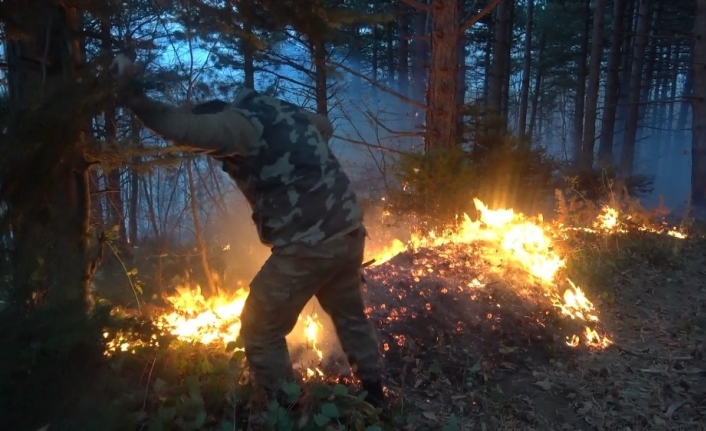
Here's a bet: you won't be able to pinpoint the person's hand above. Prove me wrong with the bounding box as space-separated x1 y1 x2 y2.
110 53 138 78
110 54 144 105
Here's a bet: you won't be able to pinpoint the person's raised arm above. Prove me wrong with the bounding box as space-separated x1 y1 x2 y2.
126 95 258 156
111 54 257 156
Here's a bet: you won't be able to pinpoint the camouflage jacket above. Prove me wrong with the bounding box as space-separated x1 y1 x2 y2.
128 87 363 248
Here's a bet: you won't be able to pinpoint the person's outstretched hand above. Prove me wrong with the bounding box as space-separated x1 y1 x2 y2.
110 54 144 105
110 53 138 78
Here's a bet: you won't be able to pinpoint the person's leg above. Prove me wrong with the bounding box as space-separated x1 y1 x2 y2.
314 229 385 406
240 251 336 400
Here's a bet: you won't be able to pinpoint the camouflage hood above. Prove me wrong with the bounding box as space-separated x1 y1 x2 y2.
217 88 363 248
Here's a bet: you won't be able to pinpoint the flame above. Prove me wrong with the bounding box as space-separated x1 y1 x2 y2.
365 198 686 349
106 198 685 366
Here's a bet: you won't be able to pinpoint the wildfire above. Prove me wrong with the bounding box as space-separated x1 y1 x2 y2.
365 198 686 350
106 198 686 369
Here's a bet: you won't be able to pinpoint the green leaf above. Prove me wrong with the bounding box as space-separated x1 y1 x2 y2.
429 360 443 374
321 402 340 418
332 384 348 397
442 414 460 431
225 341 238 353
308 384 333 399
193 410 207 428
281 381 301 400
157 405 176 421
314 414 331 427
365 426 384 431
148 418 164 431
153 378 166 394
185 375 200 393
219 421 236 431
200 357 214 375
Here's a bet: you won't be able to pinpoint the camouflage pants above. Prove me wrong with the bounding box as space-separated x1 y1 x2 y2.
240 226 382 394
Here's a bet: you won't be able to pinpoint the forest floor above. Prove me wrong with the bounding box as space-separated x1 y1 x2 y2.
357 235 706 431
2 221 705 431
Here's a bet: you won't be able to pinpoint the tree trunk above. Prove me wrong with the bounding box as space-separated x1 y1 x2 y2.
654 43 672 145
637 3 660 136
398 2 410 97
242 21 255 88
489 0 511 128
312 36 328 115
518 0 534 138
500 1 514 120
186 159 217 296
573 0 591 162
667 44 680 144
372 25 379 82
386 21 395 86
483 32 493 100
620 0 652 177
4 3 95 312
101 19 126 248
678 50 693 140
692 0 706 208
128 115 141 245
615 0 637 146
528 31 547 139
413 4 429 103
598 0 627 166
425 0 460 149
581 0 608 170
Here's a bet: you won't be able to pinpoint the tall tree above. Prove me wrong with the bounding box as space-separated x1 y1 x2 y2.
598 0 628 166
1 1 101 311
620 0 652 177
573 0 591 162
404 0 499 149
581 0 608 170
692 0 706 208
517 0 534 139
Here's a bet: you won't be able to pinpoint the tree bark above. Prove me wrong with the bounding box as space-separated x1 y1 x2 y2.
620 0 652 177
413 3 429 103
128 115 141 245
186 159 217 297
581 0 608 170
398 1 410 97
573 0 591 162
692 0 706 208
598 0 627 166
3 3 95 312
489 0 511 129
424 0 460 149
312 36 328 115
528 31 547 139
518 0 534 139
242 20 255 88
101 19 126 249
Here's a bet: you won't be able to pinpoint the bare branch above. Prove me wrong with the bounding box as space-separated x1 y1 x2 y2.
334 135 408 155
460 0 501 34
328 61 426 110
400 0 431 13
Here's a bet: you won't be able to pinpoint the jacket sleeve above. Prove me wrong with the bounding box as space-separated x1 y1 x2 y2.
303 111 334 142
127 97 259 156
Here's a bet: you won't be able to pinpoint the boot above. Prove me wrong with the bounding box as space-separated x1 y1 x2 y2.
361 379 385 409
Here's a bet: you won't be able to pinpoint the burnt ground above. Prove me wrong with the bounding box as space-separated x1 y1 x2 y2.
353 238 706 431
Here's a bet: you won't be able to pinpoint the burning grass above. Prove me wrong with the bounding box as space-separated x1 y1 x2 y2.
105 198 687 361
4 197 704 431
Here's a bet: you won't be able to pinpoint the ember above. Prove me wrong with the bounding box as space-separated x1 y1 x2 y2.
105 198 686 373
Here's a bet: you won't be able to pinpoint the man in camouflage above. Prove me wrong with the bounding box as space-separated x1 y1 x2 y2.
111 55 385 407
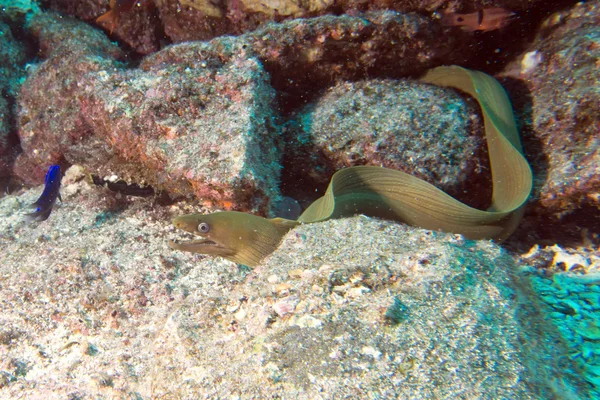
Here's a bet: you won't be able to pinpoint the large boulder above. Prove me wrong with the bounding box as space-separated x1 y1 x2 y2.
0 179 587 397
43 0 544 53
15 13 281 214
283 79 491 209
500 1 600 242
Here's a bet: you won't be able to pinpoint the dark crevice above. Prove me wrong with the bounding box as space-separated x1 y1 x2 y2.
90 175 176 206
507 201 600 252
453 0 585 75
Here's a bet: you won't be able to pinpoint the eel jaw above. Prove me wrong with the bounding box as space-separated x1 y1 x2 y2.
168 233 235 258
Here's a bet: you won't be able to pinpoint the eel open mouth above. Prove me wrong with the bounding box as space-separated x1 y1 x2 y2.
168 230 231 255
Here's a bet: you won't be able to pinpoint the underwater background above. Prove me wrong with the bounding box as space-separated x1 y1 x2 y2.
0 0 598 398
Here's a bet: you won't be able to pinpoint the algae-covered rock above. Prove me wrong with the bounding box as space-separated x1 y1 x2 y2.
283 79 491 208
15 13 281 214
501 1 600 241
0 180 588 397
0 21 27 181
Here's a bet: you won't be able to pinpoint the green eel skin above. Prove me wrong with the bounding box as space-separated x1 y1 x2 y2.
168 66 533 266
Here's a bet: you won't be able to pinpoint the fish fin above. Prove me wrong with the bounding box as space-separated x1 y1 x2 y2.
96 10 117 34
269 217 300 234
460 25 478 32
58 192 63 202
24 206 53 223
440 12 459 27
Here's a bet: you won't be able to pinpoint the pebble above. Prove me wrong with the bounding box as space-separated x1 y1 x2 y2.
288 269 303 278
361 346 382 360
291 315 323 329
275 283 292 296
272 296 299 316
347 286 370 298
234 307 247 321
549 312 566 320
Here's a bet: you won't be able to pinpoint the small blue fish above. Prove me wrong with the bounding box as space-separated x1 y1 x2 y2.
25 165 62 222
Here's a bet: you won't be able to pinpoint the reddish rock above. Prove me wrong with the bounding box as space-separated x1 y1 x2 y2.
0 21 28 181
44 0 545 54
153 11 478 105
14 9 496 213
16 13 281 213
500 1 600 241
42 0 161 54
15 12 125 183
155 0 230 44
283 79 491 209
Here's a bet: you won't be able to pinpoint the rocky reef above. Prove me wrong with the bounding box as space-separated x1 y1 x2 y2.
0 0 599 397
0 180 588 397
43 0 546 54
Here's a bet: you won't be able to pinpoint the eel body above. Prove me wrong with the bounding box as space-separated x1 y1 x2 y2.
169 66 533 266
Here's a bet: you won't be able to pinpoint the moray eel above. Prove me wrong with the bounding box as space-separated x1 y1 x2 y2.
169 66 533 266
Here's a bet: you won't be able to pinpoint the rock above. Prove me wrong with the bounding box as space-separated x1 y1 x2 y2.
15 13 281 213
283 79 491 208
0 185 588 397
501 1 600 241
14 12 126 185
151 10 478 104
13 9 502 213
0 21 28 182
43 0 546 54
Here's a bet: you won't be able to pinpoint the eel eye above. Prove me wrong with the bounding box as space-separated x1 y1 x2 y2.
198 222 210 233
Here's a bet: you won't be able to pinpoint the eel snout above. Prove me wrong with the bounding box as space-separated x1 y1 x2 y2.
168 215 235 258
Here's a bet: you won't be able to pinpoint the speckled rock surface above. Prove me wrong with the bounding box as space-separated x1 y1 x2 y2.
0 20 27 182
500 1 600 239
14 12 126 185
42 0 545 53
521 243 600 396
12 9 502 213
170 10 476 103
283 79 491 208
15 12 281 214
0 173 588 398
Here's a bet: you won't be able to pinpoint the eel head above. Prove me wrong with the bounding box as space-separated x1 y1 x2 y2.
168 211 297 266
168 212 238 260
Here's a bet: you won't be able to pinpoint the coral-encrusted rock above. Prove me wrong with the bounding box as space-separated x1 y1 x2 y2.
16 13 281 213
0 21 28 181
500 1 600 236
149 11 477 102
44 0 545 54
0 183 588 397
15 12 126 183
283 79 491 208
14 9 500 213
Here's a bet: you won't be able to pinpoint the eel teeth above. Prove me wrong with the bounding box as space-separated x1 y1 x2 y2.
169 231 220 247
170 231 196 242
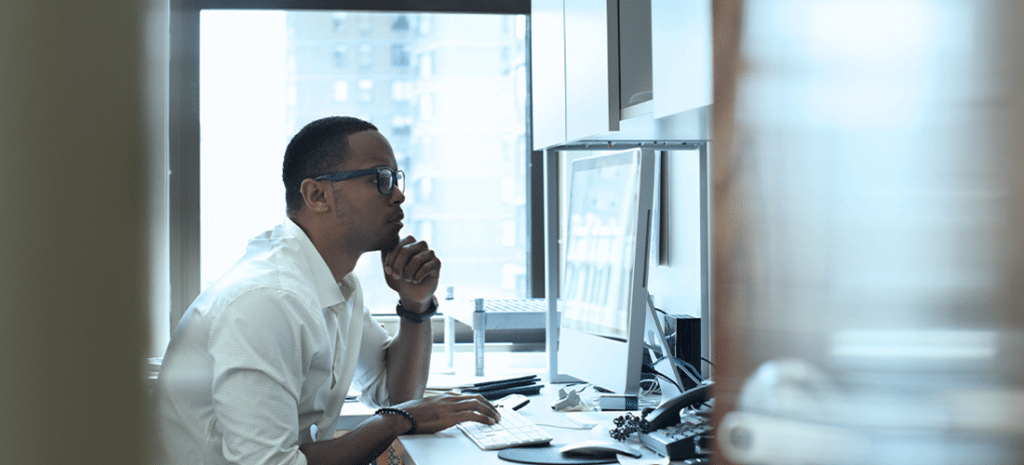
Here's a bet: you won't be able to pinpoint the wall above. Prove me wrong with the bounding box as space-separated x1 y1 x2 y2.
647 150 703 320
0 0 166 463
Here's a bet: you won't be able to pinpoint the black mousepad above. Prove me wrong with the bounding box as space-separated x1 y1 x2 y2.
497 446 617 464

■ EXERCISE GOAL:
Within the listing above, find the line containing "Here's a bet: you won't be able to pinpoint the rocky", then print it and every line after it exactly, leaving out pictures.

■ RESPONSE AREA:
Here's a bet: you won't be able to pinpoint the rocky reef above. Prove me wrong with the bounding box as space-separated x1 y1 x2 y2.
0 0 599 397
0 180 588 397
43 0 546 54
Here's a bet: you won't be able to pinpoint the eel body above. Prove me wrong with the bounding box as space-separated x1 y1 x2 y2.
169 66 533 266
Here's a bet: you won't be able to pinpoint the moray eel above. Prove me wrong with the bounding box as space-separated x1 y1 x2 y2.
169 66 533 266
Here's a bet: you won't be able to pinpoint the rock above. Prove me wrong with the bounding box as space-separated x1 y1 x2 y2.
15 13 281 213
283 79 491 208
0 185 588 397
501 1 600 241
14 12 126 185
151 10 478 104
13 9 502 213
0 21 28 182
43 0 546 54
Here's a bet: you won't be able to pinpoint the eel eye above. Prove me wrong with the bounding box as space-separated x1 y1 x2 y2.
198 222 210 233
Here's a bet: you won't be able to pinpoint the eel snout above. Prove me wrong with the bounding box as space-separated x1 y1 x2 y2.
168 215 235 258
Here's a bet: you won't be able to pinpoint the speckled rock surface above. Prove me wrong with the bounding box as space-separated x1 y1 x2 y2.
0 20 27 182
500 1 600 239
14 12 126 185
42 0 545 53
521 243 600 396
12 9 502 213
170 10 476 103
283 79 491 208
15 12 281 214
0 173 588 398
Here's a bet: you won't be able to pinpoint the eel head above. Prove me wrong with the bounding box as space-separated x1 y1 x2 y2.
168 211 297 266
168 212 238 260
Here's a bet: you won't be able to pinpoint the coral-encrusted rock above. Prove me wrong with the bounding box as space-separated x1 y1 x2 y2.
16 13 281 213
0 21 28 181
500 1 600 236
149 11 477 102
44 0 545 54
0 183 588 397
15 12 126 183
283 79 491 208
14 9 500 213
Here's a bet: you won't be able to pinpoint the eel teeth above. Prove me wrong with the bounding box as space-separated x1 y1 x2 y2.
169 231 220 247
170 231 196 242
Here's a bet: you won't be able to pinpoint the wall above. Prove me wrong with the bounding box as space-separated x1 y1 x2 y2.
647 150 703 320
0 0 166 463
Here's a bet: you won't be able to pinpoint the black mousepad above. Prove me wrong with the bounding box as space-separated x1 y1 x2 y2.
497 446 617 464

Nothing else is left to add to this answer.